### The problem
Continue the "Paperback Inheritance" essay, about asking a father where to start reading C.S. Lewis, from its last line.

### Passage to read
━━━━

Paperback Inheritance

My mom saved a stack of papers I’d written in high school and college, and I got them back yesterday. Jon and I had a good laugh over some (teen angst much?), but a couple have potential. I’ll be editing and sharing them here as I’m able. These days, writing time = naptime.

This piece was an object study for Advanced Creative Writing in 2007.

My father is not what you’d call a man of few words, but he does choose them carefully. Except when he’s watching Fox News—then he’s prolific. When he reads, he prefers political pieces, historical biographies, theories on the biblical exodus. I’d seen books by C.S. Lewis around the house and since he was the patron saint of Wheaton College, his works were practically required reading for an effective faith. After my first year, I came home inspired to catch up. I leaned my head against the doorjamb of Dad’s office. “Dad, if I wanted to read C.S. Lewis, where should I start?”

“What do you mean, ‘start’?” He crinkled his nose at me under his reading glasses. “Haven’t you read him before now?”

“No, but I figured it’s about time, yeah?” I smiled sheepishly.

━━━━

### Stored data
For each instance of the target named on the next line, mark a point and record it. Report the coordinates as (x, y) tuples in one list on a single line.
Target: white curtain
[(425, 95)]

━━━━

### Exercise output
“Well, start with the basics, sweetie. Mere Christianity is a good place; I think I have it laying around somewhere.” He stretched out his arms to the piles on his desk. Surely, it had been years since he’d read Mere Christianity, but Dad searched as though it was buried under the bank statements and budget worksheets. “I wonder where I put that,” he whispered as he rose from his desk chair. I anticipated his next move.

“In the basement bookshelves, maybe?” Dad and I often seem to ride the same train of thought, and sometimes I get to the next stop before he does.

“Oh, yeah—why am I looking here?” He gave a goofy grin. The older I get, the more transparent Dad is, and I love this about being an adult.

I bounced downstairs to the metal army-issue shelves in the basement, the ones whose retractable glass doors I always pinched my fingers in. I tilted my head to scan our collections of children’s books and bible studies. I landed on a little black volume: The Screwtape Letters. I remembered seeing it as a kid in the backseat of Dad’s Buick. Back then, he told me it was about demons and I was fearful, but now I was intrigued.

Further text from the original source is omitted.